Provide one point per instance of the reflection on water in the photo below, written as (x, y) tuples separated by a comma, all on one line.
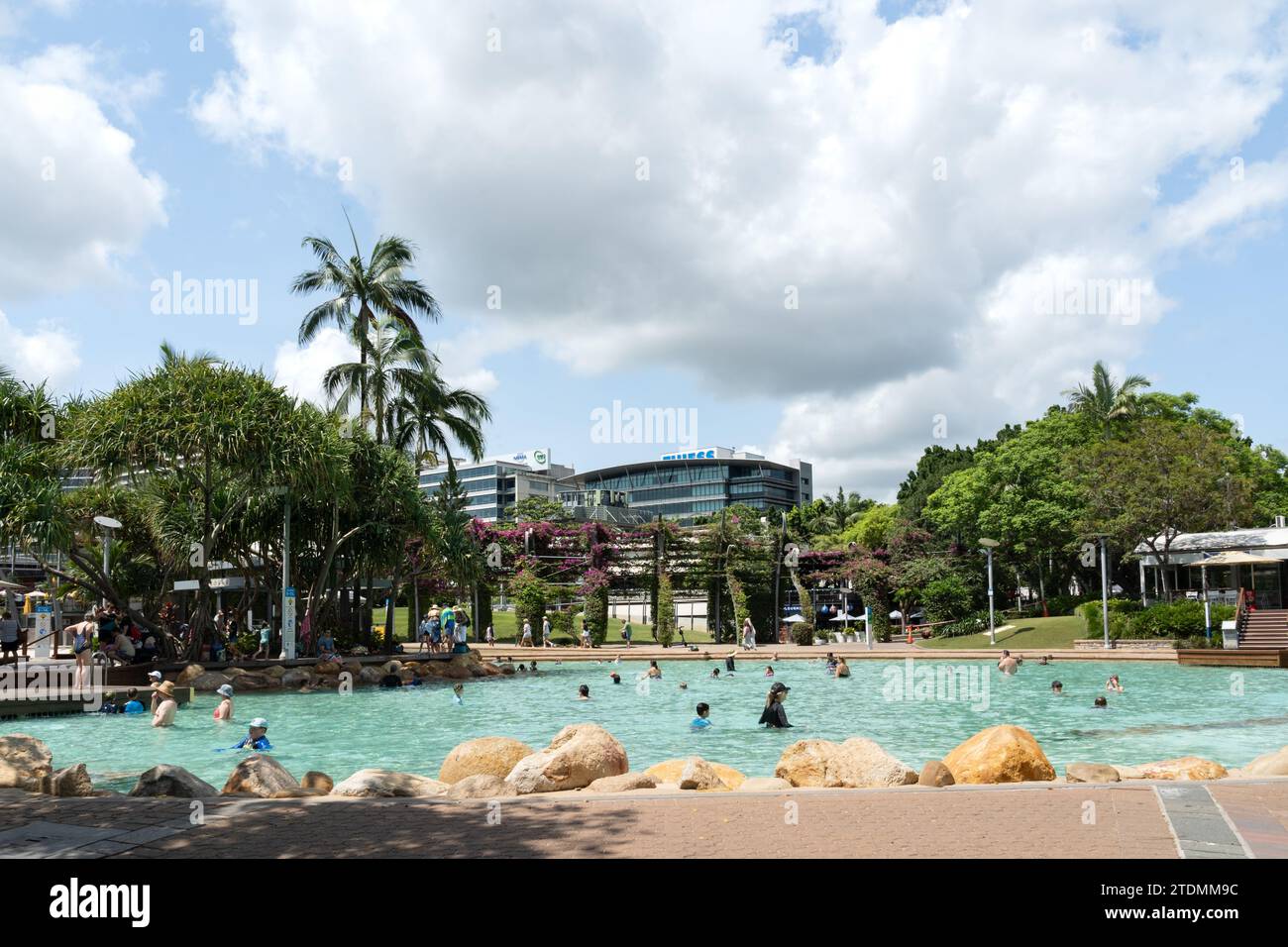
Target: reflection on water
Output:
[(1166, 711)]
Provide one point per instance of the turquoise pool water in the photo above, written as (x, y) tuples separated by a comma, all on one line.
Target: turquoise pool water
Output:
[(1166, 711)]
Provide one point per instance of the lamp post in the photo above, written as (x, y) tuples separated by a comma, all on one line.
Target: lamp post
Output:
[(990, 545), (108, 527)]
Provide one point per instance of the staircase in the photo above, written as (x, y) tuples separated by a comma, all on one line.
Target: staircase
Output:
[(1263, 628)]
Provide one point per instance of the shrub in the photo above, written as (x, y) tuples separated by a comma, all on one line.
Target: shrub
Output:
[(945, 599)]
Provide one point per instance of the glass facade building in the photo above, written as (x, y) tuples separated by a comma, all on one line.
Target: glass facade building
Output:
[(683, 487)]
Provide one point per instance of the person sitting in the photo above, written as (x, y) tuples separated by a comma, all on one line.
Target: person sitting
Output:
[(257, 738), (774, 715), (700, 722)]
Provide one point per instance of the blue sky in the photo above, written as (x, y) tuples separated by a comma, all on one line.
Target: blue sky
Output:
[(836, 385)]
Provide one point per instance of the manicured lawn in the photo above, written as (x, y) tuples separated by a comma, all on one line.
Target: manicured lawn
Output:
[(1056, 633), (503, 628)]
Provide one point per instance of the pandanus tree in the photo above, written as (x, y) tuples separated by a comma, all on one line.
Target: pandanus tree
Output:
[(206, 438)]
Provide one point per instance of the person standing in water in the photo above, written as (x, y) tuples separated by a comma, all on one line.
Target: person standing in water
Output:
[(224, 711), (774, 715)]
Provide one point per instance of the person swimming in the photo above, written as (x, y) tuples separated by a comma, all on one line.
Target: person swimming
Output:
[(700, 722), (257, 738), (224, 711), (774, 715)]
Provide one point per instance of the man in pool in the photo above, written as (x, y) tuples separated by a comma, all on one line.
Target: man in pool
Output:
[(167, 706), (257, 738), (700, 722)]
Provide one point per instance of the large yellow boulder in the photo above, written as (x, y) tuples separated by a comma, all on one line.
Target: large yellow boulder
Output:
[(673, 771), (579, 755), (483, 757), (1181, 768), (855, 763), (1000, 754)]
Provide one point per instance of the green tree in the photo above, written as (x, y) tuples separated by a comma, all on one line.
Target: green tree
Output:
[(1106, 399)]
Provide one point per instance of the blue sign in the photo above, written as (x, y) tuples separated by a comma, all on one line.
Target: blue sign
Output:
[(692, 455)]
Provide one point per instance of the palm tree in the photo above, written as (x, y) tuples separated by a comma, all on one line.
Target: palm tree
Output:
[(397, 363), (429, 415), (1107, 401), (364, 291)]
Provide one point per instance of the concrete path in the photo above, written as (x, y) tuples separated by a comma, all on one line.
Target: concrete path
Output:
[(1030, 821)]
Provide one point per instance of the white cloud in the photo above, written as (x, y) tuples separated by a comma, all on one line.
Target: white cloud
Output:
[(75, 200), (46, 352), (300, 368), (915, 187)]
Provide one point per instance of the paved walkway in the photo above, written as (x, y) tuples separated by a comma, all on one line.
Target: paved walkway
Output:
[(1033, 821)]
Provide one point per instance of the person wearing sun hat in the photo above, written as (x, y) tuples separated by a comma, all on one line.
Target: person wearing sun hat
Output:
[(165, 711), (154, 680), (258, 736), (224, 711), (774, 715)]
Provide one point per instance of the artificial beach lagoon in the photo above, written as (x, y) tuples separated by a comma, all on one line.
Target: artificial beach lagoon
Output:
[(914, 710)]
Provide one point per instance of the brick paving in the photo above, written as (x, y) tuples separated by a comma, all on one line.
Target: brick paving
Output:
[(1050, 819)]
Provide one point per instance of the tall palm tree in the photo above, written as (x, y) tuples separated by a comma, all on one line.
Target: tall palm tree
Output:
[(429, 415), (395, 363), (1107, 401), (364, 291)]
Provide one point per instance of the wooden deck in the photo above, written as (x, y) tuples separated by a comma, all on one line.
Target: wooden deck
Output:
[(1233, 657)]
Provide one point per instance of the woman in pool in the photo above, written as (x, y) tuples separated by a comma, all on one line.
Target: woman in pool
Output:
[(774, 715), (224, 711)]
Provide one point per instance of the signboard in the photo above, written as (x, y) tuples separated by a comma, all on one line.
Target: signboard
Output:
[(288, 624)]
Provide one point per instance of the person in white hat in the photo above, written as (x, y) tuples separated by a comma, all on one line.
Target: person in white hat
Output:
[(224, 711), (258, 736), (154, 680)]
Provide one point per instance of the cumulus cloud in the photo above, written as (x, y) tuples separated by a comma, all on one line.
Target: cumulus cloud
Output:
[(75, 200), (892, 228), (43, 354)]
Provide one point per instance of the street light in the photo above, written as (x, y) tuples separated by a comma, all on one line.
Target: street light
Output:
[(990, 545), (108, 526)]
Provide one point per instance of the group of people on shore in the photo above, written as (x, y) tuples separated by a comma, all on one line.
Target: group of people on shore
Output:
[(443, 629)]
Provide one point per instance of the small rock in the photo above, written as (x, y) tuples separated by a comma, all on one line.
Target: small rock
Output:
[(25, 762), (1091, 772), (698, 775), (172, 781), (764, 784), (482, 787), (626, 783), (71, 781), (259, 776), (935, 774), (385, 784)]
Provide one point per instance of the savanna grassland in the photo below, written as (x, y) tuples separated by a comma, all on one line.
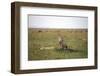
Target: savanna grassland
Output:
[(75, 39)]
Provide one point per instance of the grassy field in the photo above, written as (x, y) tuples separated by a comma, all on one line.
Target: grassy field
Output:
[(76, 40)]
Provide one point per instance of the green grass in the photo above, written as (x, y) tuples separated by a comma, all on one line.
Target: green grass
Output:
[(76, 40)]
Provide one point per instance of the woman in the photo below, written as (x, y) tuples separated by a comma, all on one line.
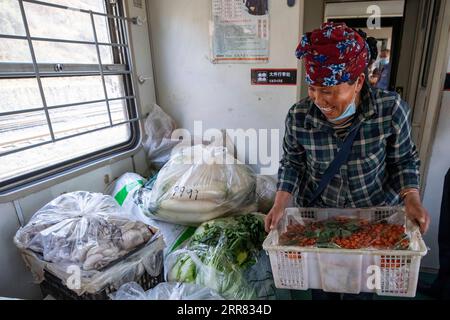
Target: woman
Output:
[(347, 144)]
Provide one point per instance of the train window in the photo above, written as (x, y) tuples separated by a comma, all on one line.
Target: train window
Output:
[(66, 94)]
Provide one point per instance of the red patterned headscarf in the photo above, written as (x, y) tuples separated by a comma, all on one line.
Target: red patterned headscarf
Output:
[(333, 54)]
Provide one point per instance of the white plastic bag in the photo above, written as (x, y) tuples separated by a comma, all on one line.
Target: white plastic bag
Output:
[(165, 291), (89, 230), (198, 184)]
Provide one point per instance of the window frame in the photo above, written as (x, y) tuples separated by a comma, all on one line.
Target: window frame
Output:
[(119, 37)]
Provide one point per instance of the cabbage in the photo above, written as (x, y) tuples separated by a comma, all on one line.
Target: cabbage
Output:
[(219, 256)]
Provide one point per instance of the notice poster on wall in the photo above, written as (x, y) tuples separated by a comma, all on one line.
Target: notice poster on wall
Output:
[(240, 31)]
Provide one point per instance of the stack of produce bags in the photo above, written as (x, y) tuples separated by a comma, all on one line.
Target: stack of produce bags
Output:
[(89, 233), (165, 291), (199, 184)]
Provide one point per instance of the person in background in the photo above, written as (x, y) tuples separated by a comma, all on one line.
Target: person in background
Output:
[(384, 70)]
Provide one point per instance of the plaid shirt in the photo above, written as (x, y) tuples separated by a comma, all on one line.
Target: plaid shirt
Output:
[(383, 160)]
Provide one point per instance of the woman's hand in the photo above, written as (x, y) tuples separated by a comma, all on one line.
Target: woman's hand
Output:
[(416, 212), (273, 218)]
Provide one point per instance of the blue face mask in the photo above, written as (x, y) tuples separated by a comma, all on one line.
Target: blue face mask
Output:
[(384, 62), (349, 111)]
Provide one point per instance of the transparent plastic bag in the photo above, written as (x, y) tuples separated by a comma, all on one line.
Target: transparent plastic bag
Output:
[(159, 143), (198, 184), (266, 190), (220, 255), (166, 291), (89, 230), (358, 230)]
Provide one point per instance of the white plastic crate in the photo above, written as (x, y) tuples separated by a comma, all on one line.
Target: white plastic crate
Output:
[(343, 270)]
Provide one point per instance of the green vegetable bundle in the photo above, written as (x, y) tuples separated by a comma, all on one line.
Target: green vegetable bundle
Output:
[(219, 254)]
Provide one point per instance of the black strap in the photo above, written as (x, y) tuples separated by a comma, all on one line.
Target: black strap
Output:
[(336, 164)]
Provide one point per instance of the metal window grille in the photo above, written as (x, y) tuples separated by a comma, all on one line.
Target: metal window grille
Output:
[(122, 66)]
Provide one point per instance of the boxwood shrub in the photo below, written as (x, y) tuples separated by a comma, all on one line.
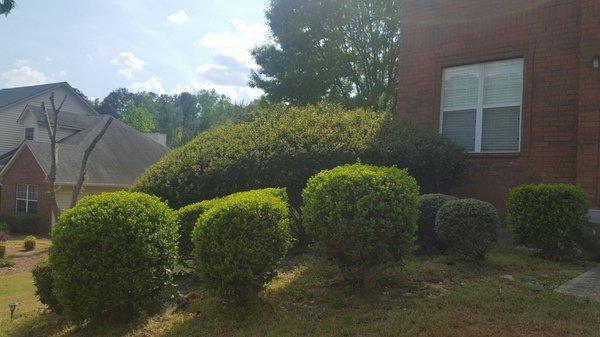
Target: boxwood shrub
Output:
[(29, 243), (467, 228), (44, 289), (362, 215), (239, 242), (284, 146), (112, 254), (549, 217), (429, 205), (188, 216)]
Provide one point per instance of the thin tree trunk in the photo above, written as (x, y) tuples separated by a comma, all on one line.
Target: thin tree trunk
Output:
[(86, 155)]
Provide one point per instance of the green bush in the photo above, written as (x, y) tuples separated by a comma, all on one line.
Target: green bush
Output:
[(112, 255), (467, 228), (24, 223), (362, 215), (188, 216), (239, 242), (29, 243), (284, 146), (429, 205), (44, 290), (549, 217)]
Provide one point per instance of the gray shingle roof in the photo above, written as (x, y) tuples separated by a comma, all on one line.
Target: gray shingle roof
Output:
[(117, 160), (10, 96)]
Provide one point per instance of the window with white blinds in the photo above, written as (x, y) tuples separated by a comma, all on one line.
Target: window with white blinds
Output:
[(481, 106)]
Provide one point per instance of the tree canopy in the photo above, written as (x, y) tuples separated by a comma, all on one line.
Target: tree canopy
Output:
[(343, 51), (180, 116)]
--------
● **EXERCISE**
Taking the lines above one at a time, give the number of them that contain the string "swimming". Add nothing else.

● **TASK ANSWER**
2